Data:
■ ■ ■
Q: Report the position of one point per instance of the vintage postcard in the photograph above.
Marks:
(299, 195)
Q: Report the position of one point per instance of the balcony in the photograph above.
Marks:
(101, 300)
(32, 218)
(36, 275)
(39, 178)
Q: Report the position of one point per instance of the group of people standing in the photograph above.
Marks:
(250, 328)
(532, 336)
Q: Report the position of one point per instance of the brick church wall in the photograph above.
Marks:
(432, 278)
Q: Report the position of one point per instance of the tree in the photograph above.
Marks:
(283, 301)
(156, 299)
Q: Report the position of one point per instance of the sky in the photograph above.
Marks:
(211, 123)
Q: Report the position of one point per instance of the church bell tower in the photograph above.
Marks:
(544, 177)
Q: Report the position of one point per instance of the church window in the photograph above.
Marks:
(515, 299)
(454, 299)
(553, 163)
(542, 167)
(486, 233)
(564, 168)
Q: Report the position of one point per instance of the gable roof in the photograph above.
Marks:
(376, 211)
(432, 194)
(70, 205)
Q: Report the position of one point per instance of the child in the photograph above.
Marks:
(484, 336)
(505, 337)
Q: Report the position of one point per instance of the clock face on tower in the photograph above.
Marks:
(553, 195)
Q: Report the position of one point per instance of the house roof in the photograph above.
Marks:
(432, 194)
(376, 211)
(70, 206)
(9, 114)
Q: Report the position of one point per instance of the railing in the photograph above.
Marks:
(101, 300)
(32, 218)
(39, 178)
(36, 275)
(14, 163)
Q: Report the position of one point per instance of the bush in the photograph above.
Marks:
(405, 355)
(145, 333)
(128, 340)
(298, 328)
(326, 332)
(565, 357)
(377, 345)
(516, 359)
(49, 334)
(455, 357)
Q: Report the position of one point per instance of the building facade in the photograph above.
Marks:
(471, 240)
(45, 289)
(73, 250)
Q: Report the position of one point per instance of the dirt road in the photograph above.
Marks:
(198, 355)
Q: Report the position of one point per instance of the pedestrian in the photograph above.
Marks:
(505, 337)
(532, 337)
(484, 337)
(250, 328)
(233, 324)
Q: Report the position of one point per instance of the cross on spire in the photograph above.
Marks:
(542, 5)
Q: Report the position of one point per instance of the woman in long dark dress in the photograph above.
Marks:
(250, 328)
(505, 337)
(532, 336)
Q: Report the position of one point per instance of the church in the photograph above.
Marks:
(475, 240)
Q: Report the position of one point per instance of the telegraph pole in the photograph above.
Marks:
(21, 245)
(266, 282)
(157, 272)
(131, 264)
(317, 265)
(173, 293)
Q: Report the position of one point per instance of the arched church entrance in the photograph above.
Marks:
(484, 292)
■ ■ ■
Task details:
Transcribe, word for word, every line from the one containing "spire in the photograph above." through the final line of the entries, and nothing else.

Exercise result:
Q: Report the position of one point per instance of the cross on spire in the photograph above.
Marks:
(542, 5)
Q: Report the position of one point per instance of the woman in long dark dress in the photograph above.
Marks:
(250, 328)
(505, 337)
(532, 336)
Q: Report the position of one point per instance of the church in the photograph above.
Marks:
(475, 240)
Q: Report the position of one point per instance of the telegraph pole in the photograph above.
Marks:
(21, 245)
(266, 282)
(157, 272)
(131, 264)
(317, 265)
(173, 293)
Q: Report the position of one point per instance of the arched church entrance in the photograph above.
Marks:
(484, 292)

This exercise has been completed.